Task brief: Rewrite the stretch of items from the line that contains "spot the interior desk" through the end of the items, swapping "interior" for "indoor" wherever it appears and leaving everything else unchanged. Give only those lines.

Given information:
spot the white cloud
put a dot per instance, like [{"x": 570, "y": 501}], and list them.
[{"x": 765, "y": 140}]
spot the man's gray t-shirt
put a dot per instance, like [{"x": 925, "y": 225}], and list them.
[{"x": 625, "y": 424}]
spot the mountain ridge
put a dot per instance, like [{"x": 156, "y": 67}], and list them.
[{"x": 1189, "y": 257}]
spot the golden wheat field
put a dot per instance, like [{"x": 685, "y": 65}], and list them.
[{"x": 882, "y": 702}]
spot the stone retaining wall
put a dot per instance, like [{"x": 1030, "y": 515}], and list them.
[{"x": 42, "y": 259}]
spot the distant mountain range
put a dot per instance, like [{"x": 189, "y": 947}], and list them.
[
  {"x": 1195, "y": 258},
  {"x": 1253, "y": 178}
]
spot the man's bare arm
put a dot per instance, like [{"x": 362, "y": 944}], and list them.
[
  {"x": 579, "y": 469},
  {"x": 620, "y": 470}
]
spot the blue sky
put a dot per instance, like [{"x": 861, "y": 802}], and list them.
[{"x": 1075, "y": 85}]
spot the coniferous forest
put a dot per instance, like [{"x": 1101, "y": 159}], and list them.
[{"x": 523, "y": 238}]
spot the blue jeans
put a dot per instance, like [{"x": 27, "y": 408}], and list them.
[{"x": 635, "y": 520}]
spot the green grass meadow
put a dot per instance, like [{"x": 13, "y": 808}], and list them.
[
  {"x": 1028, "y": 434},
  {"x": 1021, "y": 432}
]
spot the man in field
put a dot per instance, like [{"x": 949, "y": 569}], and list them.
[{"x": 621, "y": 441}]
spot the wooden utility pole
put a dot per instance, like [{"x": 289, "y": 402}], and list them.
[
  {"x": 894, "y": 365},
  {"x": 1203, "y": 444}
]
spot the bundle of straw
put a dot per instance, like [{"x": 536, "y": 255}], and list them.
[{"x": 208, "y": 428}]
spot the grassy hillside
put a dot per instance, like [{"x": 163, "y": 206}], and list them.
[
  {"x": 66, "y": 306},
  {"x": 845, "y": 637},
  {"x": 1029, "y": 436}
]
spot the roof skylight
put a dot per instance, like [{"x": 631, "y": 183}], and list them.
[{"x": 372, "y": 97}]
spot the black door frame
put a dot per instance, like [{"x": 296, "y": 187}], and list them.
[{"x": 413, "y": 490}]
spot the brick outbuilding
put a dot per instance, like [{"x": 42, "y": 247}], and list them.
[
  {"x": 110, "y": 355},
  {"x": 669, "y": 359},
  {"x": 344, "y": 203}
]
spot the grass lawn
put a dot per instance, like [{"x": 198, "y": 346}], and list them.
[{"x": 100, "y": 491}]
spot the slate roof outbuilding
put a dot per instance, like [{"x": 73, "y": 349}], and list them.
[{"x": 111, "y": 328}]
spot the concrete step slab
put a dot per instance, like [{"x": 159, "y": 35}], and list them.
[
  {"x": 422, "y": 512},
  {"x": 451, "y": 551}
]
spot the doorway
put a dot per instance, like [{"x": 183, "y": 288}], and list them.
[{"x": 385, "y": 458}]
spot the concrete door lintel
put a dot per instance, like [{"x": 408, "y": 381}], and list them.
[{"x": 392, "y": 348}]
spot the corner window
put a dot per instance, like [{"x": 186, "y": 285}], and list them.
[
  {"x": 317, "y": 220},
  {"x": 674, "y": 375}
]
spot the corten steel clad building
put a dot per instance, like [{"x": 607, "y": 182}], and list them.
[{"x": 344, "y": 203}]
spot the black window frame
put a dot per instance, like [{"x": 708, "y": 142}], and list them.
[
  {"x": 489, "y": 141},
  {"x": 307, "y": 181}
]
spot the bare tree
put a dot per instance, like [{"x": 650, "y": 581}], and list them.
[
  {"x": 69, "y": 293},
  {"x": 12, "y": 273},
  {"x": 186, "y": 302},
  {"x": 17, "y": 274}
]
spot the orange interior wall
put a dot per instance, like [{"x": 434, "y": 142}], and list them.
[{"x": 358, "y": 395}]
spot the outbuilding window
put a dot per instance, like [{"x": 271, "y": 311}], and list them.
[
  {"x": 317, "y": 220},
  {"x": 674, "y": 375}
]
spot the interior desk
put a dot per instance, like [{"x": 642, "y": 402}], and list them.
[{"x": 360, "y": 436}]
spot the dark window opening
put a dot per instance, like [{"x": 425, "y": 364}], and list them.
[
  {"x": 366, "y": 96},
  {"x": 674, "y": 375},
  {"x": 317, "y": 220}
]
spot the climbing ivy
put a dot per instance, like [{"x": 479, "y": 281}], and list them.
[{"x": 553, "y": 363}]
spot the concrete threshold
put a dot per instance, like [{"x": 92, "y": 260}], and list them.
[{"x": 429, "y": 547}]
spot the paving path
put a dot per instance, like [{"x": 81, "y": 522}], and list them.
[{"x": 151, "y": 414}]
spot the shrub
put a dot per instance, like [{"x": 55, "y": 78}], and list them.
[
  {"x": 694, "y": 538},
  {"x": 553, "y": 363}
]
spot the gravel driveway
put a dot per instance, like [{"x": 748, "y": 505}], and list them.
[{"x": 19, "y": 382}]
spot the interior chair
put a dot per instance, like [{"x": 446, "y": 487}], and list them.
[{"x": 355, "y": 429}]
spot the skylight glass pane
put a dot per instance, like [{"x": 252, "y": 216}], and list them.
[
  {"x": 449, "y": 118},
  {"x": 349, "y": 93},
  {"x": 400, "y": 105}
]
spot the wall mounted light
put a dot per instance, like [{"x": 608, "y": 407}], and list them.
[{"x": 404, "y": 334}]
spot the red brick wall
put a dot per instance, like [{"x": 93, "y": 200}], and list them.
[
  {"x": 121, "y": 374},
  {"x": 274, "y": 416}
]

Reply:
spot the indoor desk
put a dot per instance, like [{"x": 642, "y": 402}], and list them.
[{"x": 360, "y": 436}]
spot the dark window opening
put a dot per instance, like [{"x": 425, "y": 364}], and list them.
[
  {"x": 366, "y": 96},
  {"x": 674, "y": 375},
  {"x": 317, "y": 220}
]
spot the climbing ivy
put a dot per instance, like [{"x": 479, "y": 281}], and list them.
[{"x": 553, "y": 363}]
spot the concrete threshold
put a dot per instance, like [{"x": 92, "y": 260}], and list them.
[{"x": 429, "y": 547}]
spot the paving path
put a dot per instance, like [{"x": 81, "y": 522}], and list them.
[{"x": 151, "y": 414}]
spot the shrub
put a dot per instance, like [{"x": 55, "y": 78}], and list them.
[
  {"x": 694, "y": 538},
  {"x": 553, "y": 363}
]
spot the gravel driveway
put a dot per instance, like [{"x": 748, "y": 505}], and list them.
[{"x": 19, "y": 382}]
spot the indoor chair
put a dot per instance, like [{"x": 446, "y": 487}], and list them.
[{"x": 355, "y": 429}]
spot the skylight glass pane
put a dot per instance, like [{"x": 252, "y": 216}], and list them.
[
  {"x": 449, "y": 118},
  {"x": 349, "y": 93},
  {"x": 400, "y": 105}
]
spot the wall mounted light
put a dot per instance, like [{"x": 608, "y": 407}], and list them.
[{"x": 404, "y": 334}]
spot the red brick wall
put a dot per instance, like [{"x": 93, "y": 200}], and list them.
[
  {"x": 121, "y": 374},
  {"x": 274, "y": 416}
]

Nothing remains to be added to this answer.